::: Dataset records :::
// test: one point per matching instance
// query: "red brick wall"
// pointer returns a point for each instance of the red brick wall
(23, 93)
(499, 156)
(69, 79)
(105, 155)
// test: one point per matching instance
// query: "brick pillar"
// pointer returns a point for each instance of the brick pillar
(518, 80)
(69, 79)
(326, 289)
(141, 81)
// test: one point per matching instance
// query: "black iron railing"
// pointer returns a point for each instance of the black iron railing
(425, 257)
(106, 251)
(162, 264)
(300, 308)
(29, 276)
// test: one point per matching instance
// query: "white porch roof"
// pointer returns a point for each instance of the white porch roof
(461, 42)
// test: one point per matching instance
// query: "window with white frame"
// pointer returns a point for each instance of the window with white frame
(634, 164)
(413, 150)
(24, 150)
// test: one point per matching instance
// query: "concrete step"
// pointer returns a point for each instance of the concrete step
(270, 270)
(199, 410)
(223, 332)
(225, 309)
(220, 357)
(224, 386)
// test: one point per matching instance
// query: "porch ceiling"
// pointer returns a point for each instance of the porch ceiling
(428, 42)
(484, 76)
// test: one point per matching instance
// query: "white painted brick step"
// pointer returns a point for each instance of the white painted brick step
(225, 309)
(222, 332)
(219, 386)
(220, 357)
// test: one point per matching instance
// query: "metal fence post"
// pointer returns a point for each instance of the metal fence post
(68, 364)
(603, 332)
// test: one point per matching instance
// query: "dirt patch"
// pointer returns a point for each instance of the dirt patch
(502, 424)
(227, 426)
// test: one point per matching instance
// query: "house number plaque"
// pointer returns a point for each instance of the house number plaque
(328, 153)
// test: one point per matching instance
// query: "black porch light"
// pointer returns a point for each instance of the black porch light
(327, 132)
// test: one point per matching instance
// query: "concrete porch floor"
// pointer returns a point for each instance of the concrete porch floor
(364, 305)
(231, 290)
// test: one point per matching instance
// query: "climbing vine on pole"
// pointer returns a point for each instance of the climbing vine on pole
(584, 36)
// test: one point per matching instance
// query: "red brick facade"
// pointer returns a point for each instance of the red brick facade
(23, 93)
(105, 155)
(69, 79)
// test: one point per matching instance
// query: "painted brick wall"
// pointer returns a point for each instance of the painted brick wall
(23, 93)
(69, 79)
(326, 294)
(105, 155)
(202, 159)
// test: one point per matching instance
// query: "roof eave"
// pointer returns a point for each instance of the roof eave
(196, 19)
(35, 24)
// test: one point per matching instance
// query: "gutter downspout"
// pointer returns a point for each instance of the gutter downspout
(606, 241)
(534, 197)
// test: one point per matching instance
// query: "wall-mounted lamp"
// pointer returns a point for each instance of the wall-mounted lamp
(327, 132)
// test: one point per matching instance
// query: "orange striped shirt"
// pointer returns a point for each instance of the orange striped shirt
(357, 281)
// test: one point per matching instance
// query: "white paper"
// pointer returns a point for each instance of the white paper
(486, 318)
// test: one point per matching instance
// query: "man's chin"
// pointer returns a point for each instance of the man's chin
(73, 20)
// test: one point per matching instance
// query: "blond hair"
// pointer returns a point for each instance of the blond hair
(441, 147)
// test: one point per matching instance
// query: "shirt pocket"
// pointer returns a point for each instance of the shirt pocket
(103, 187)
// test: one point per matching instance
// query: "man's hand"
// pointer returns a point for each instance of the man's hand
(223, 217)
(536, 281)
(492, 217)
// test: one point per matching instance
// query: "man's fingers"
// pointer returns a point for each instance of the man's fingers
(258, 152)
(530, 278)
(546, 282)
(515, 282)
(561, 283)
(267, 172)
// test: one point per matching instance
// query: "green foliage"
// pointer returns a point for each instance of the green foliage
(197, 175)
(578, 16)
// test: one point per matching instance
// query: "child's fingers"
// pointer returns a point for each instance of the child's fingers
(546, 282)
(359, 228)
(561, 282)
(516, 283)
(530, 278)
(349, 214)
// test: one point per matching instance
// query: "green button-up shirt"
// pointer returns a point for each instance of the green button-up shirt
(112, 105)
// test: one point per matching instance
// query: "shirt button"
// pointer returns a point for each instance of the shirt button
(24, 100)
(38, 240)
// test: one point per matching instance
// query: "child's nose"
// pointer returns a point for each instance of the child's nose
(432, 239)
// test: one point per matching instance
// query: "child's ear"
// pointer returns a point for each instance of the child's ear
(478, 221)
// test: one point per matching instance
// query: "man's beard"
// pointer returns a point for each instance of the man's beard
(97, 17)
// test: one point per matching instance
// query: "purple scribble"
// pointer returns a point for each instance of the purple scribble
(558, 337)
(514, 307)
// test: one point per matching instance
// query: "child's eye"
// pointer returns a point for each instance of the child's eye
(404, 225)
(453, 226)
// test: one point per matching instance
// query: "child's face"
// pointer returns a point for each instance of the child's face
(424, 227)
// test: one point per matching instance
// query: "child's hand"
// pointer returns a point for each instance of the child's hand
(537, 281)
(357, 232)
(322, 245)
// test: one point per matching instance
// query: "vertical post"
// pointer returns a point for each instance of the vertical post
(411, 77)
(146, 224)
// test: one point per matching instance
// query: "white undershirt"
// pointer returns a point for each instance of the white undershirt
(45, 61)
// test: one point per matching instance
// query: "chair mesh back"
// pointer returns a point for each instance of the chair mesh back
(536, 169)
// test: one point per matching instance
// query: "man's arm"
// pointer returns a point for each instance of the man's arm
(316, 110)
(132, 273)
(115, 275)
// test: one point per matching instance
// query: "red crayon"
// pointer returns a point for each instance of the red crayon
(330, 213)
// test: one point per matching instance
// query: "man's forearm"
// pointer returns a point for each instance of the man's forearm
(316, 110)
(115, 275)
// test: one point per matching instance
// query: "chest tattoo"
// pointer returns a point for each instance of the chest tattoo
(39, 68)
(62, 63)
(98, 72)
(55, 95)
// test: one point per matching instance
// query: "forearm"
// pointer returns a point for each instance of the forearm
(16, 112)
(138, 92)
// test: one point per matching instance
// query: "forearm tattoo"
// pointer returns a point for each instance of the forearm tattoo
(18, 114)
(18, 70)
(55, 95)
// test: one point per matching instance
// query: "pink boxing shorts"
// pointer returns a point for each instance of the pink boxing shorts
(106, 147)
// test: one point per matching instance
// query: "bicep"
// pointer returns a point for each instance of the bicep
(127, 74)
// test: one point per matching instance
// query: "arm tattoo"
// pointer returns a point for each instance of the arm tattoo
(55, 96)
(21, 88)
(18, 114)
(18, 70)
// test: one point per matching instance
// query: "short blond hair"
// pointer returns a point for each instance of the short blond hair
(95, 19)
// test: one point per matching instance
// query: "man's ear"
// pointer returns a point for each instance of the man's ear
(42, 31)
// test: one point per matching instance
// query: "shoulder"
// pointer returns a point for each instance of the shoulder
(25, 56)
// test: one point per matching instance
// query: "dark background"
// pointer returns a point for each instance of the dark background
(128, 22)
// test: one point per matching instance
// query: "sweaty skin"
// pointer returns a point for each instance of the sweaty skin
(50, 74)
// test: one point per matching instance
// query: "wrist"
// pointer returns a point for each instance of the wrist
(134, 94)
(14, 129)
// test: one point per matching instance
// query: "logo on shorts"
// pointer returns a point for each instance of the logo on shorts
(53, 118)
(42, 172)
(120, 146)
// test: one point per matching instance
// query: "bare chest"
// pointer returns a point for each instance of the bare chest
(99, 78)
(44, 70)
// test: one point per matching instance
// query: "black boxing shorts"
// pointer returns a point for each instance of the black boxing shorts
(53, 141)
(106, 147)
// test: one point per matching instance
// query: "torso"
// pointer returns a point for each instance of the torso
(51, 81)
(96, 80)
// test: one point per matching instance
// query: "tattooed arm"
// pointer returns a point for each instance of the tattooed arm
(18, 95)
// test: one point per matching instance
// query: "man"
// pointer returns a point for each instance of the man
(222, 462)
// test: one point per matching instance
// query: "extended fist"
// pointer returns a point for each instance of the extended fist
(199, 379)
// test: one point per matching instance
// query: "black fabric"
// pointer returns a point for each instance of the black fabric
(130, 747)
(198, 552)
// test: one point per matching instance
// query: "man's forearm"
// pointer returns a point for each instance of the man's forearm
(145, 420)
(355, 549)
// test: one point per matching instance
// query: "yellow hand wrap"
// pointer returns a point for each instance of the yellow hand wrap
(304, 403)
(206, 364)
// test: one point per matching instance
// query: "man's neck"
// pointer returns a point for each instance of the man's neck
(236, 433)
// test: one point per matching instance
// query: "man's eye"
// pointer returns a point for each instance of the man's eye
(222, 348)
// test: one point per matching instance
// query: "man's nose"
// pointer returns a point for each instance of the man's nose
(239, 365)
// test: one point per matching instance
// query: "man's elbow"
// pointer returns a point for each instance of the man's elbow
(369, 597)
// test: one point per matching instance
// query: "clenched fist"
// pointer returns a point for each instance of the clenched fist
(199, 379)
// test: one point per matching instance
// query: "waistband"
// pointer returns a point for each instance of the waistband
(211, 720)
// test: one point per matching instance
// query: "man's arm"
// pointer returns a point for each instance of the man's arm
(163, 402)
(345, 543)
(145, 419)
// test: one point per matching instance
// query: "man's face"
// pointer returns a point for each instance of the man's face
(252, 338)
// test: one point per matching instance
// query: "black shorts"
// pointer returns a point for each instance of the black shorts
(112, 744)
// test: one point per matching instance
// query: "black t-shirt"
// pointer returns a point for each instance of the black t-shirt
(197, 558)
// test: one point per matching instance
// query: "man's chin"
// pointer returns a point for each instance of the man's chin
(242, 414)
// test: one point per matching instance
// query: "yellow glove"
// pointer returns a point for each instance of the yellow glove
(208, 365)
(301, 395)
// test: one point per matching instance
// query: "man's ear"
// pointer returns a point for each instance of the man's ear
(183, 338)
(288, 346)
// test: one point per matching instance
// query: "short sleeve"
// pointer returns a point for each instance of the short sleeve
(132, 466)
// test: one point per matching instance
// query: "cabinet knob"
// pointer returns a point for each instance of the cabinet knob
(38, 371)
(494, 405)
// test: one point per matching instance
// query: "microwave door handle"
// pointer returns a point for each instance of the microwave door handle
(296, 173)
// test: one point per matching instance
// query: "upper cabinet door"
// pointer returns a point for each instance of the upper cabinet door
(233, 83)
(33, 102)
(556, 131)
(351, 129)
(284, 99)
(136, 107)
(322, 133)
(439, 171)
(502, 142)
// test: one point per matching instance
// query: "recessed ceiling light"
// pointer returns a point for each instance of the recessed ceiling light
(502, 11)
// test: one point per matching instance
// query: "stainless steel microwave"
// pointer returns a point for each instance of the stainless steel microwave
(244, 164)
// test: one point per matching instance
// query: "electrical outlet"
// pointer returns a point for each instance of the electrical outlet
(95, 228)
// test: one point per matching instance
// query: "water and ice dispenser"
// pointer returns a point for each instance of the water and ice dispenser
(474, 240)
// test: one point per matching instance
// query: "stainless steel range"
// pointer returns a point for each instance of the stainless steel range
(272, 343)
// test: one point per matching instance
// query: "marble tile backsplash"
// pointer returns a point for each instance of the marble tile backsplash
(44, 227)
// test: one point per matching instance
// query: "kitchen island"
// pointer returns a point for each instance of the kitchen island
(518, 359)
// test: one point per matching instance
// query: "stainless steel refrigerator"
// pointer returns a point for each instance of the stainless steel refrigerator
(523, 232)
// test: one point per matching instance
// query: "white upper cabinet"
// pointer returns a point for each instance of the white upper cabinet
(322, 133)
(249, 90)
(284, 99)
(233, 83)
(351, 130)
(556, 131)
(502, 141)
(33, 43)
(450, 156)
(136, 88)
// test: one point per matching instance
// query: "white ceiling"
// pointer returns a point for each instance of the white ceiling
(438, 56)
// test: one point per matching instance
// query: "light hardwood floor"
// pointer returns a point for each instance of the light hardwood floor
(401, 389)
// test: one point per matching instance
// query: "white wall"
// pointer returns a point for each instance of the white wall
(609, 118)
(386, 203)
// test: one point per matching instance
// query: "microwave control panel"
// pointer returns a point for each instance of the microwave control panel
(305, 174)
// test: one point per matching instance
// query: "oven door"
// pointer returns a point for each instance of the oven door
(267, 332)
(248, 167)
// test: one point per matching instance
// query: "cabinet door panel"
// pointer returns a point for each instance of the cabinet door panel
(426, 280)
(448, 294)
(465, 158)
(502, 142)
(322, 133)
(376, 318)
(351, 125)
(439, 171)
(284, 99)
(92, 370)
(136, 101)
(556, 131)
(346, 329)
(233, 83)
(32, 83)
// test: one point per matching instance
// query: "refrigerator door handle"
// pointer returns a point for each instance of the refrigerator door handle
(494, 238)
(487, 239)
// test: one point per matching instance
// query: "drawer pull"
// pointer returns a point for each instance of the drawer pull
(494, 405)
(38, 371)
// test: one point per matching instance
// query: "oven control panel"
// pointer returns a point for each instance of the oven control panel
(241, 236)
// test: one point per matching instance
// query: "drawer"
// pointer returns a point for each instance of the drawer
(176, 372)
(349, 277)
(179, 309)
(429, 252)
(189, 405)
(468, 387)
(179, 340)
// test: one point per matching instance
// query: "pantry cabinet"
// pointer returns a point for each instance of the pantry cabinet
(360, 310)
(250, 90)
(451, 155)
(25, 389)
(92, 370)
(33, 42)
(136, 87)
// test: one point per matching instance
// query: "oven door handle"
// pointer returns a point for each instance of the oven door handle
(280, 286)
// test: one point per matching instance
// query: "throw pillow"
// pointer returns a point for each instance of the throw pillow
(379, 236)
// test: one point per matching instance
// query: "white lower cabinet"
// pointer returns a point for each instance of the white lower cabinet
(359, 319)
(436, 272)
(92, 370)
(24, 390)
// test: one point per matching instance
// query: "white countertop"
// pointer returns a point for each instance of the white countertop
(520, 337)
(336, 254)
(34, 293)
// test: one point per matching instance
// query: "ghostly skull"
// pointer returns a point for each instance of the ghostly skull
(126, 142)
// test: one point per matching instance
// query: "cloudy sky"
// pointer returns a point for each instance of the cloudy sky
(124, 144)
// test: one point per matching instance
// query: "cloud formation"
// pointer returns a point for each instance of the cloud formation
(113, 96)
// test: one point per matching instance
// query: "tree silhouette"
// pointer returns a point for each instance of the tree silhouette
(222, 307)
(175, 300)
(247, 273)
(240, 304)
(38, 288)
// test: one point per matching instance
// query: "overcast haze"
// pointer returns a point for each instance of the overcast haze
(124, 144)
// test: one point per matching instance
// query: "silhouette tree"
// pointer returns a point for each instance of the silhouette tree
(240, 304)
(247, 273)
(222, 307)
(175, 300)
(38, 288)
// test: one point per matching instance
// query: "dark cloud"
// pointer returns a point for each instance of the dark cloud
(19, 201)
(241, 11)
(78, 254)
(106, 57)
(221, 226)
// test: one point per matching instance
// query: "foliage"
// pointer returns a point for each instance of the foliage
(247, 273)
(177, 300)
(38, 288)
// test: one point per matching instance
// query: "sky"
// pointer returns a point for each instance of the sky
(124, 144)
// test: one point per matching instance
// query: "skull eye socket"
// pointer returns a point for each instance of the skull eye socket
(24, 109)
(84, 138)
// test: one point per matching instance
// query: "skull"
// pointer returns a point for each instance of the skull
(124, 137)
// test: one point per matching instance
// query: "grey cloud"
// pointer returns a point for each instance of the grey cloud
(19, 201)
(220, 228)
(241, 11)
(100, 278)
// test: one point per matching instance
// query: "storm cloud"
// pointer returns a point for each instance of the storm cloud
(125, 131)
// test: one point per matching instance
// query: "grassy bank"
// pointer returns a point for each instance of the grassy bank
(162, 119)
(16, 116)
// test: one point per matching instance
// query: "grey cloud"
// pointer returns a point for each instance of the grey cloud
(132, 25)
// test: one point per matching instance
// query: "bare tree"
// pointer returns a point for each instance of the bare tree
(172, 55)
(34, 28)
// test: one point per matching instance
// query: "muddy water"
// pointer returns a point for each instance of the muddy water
:::
Which lines in the listing above contain the string "cloudy"? List each one in full, treating uppercase and lowercase as different.

// query: "cloudy sky"
// pointer returns a point for each instance of the cloudy sky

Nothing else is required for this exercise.